## 課題文
= = =

サウナ人気、まだまだ衰え知らず!
老若男女、猫も杓子も巻き込みながら、
いままたおもしろい展開になってきています。
そんなサウナブームが生んだ人気者、
サウナ大好き芸人のマグ万平さんをお呼びして、
ウィスキングのこと、海外サウナのこと、
注目トピックをいろいろ教えていただきました。
いま日本のサウナカルチャーは、
かなりスゴイことになってるみたいです。
全5回、どこを切ってもサウナ、サウナ、サウナ‥‥。
マグ万平(まぐ・まんぺい)
お笑い芸人
1984年8月7日生まれ、福岡県出身。
プロダクション人力舎所属の
お笑い芸人(スクールJCA18期生)。
サウナが好きすぎてサウナ施設で働いたり、
フィンランドサウナ旅に出かけたり、
ロシア人からウィスキングを習得しちゃったり。
フィンランドサウナアンバサダー、
サウナ・スパプロフェッショナル。
『マグ万平ののちほどサウナで(MROラジオ)』に
出演中です。

= = =

## データ項目
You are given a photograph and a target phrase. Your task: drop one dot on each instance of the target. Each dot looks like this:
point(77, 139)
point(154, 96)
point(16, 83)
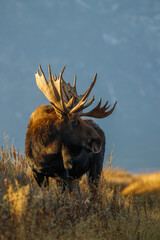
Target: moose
point(59, 143)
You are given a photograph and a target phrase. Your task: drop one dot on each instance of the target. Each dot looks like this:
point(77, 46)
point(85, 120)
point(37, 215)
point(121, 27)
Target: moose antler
point(100, 112)
point(65, 99)
point(52, 90)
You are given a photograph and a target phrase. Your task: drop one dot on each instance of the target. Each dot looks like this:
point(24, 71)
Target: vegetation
point(125, 207)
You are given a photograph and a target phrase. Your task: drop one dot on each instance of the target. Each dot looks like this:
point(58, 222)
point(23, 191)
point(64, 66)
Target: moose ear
point(59, 112)
point(74, 123)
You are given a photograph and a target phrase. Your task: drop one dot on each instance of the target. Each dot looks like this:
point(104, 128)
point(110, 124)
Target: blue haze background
point(120, 40)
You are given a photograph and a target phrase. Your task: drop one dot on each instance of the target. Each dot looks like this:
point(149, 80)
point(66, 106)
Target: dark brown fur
point(62, 149)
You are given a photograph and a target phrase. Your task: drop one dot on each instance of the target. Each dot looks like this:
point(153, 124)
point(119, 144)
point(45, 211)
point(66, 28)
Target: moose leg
point(94, 176)
point(41, 179)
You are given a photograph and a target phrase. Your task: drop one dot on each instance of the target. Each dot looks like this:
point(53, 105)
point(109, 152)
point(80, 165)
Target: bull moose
point(59, 143)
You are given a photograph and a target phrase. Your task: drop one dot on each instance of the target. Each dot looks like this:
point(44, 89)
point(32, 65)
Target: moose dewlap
point(59, 144)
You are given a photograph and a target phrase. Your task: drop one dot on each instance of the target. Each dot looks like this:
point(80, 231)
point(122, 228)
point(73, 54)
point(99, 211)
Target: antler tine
point(52, 90)
point(61, 73)
point(100, 112)
point(80, 106)
point(74, 84)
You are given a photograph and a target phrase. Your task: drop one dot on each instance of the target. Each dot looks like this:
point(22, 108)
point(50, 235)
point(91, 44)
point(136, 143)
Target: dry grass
point(126, 206)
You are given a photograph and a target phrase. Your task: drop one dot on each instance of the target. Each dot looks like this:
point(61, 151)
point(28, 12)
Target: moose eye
point(74, 123)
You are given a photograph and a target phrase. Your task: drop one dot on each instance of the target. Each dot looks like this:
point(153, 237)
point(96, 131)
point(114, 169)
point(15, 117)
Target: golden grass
point(125, 207)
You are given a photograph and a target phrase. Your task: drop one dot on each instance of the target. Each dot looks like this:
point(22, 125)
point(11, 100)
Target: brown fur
point(53, 144)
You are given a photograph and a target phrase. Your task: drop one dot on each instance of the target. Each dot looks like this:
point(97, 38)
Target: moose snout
point(94, 145)
point(68, 164)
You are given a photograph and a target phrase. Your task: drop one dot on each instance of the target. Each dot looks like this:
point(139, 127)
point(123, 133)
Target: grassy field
point(126, 206)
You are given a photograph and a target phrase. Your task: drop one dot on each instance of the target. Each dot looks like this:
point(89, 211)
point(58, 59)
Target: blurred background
point(120, 40)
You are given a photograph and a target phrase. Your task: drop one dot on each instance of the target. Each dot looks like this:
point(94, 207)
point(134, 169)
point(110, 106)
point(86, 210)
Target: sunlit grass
point(125, 207)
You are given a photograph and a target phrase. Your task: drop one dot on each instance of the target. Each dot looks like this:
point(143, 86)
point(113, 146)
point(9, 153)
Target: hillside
point(125, 207)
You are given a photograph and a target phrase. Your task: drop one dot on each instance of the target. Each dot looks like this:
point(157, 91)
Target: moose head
point(76, 134)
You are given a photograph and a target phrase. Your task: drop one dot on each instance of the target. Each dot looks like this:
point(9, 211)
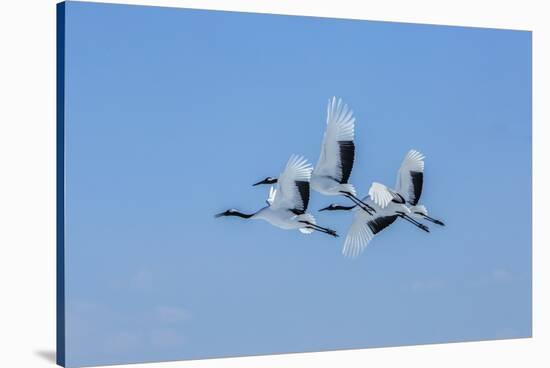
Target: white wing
point(363, 228)
point(380, 194)
point(293, 185)
point(338, 150)
point(359, 234)
point(271, 196)
point(410, 177)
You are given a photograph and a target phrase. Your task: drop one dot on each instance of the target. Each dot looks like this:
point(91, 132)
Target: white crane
point(408, 187)
point(287, 205)
point(333, 169)
point(366, 225)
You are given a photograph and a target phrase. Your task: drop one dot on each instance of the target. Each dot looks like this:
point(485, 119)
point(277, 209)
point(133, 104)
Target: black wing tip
point(347, 158)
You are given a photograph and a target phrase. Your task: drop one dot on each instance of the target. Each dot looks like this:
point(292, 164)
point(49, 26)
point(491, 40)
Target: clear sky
point(172, 114)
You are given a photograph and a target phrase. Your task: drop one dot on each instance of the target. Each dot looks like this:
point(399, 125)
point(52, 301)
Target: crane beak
point(260, 182)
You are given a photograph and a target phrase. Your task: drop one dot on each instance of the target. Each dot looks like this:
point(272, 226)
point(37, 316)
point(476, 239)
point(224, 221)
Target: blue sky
point(172, 114)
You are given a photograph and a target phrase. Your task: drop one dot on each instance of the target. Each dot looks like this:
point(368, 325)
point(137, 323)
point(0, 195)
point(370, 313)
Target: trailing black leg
point(320, 228)
point(414, 222)
point(358, 201)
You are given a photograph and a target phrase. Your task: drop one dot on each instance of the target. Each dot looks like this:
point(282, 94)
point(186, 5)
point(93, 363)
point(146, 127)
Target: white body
point(404, 186)
point(286, 197)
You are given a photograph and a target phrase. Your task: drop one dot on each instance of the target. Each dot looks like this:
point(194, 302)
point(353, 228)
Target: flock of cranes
point(287, 203)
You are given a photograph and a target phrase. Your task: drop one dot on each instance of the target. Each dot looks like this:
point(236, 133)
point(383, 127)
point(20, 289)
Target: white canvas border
point(27, 183)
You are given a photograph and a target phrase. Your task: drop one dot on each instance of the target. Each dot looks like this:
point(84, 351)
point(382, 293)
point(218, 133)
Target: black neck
point(239, 214)
point(343, 208)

= = =

## 課題
マグ万平さんのサウナ談義を紹介する課題文を、最初から最後までそのまま書き写してください。 項目はこの課題では使いません。

## 解答
サウナ人気、まだまだ衰え知らず!
老若男女、猫も杓子も巻き込みながら、
いままたおもしろい展開になってきています。
そんなサウナブームが生んだ人気者、
サウナ大好き芸人のマグ万平さんをお呼びして、
ウィスキングのこと、海外サウナのこと、
注目トピックをいろいろ教えていただきました。
いま日本のサウナカルチャーは、
かなりスゴイことになってるみたいです。
全5回、どこを切ってもサウナ、サウナ、サウナ‥‥。
マグ万平(まぐ・まんぺい)
お笑い芸人
1984年8月7日生まれ、福岡県出身。
プロダクション人力舎所属の
お笑い芸人(スクールJCA18期生)。
サウナが好きすぎてサウナ施設で働いたり、
フィンランドサウナ旅に出かけたり、
ロシア人からウィスキングを習得しちゃったり。
フィンランドサウナアンバサダー、
サウナ・スパプロフェッショナル。
『マグ万平ののちほどサウナで(MROラジオ)』に
出演中です。